CONSIGNE —
Rédigez la suite du témoignage sur le déclin du poisson de fond de l'Atlantique, à partir de sa dernière phrase.

EXTRAIT DU TEXTE —
Le déclin a également touché la grosseur par classe d'âge, c'est-à-dire le nombre de poissons produits. Ce graphique montre un certain nombre de jeunes poissons calculés grâce aux sondes de nos bateaux de recherche. Il s'agit donc ici d'une évaluation du nombre de jeunes poissons.
Dans le cas de la morue dans la division 2J, il s'agit de poissons de trois ans. Après le début des années 80, les productions annuelles étaient habituellement faibles, à l'exception de 1986. En 1986, nous avons eu une bonne production, et cela a donné une pointe pour les poissons de trois ans que vous voyez en 1989. Les années suivantes, les classes d'âge ont diminué.
Dans le sud du golfe, il y a une bonne série de classes d'âge jusque vers le milieu des années 80 puis un fort déclin à la fin des années 80 et au début des années 90.
À l'est du plateau néo-écossais, il y a certaines variations, avec quelques bonnes classes d'âge jusqu'à 1984 environ. Les classes d'âge suivantes ont toutes été faibles et il n'y a pratiquement pas eu de bonnes classes jusqu'au milieu des années 80.
Par contre, nous avons là le banc Georges et il n'y a pas de tendance apparente; cela monte et descend. La situation varie d'année en année sans tendances évidentes. Rien que nous puissions observer.
M. Wells: Ces données sont strictement tirées des navires scientifiques de Pêches et Océans.
Mme Bruce: Oui.
M. Wells: Il n'y a pas de pêche sentinelle à ce moment-là.
Mme Bruce: Non, pas à ce moment-là.
Le président: Il s'agirait là de débarquements...
Mme Bruce: Je répète que la réaction aux déclins rapides dans le poisson de fond de l'Atlantique a été très forte et très radicale.
Il y a une série de pêches qui ont été fermées et on a imposé des limites de prises, à commencer par la morue du Nord en 1992 puis cela s'est étendu à toute la région de l'Atlantique les années suivantes jusqu'en 1995 où il y a eu 23 fermetures. C'est très important; c'est radical. Seule la division 4X et le banc Georges n'ont pas eu de fermeture de la pêche au poisson de fond.

DONNÉES —
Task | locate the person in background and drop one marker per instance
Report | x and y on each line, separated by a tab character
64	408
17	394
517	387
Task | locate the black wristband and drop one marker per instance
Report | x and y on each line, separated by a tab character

RÉPONSE —
Outre la fermeture de pêches, des mesures ont été prises pour améliorer les pratiques de pêche. Il y a ici une longue liste de mesures qui ont été mises en place:
On a interdit le rejet sélectif des prises.
Les pêcheurs ont proposé des plans de pêche axés sur la conservation leur permettant de prendre leurs quotas sans conséquence pour les autres variétés. Ces plans de conservation ont été mis en oeuvre.
Des protocoles pour la protection des petits poissons ont été mis au point.
On a accru la surveillance à quai et élargi le programme des observateurs. Ces deux mesures ont permis d'améliorer l'exactitude des relevés de prises et le respect des règlements.
On a décidé un accroissement du maillage et l'utilisation obligatoire de mailles carrées. Ainsi les engins de pêche deviennent-ils plus sélectifs, ce qui évite d'attraper de tout petits poissons.
On a également adopté... Oui, monsieur.
M. Johnston: Je suis désolé de vous interrompre. Mais interdire le rejet sélectif des prises me semble pratiquement impossible?
Mme Bruce: Je demanderai à M. Robichaud ou à M. Bevan de répondre.
M. Bevan: Il faut utiliser les rapports des observateurs et faire des extrapolations à partir de ce qu'ils ont vu, de ce que la surveillance à quai a permis de constater et de ce que l'on voit lorsque l'on monte à bord du bateau et que l'on compare le dernier coup de chalut à toutes les autres données. On ne peut pas le faire individuellement, bateau par bateau. Il faut le faire pour l'ensemble de la flotte.
Quand on constate qu'il y a une différence entre ce que l'on voit à quai et ce qu'a constaté l'observateur ou l'inspecteur des pêches, il faut fermer la pêche en attendant une amélioration de la situation.
M. Johnston: Mais avec le nombre de personnes qu'il vous faut pour cela, il semble pratiquement impossible de surveiller si le poisson est ou non rejeté.
M. Bevan: Il faut prendre un échantillon. On sait ce que donne la surveillance à quai; c'est couvert à 100 p. 100. On considère 10 p. 100 et ce qu'a vu l'observateur et l'on compare. Si l'observateur trouve des petits poissons et qu'il n'y en a pas quand arrivent à quai tous les autres bateaux, il faut supposer qu'on les a rejetés et prendre des mesures pour fermer cette pêche. On ne peut pas le faire individuellement; il faut fermer toute la pêche.
M. Culbert: Monsieur le président, pourrons-nous demander quelques précisions après l'exposé?
Mme Bruce: J'irai aussi vite que possible.
Le président: Nous sommes loin d'avoir fini, pourtant, n'est-ce pas?
M. Wells: Avez-vous des copies de ce document?
Mme Bruce: Oui, j'en ai pour vous tous.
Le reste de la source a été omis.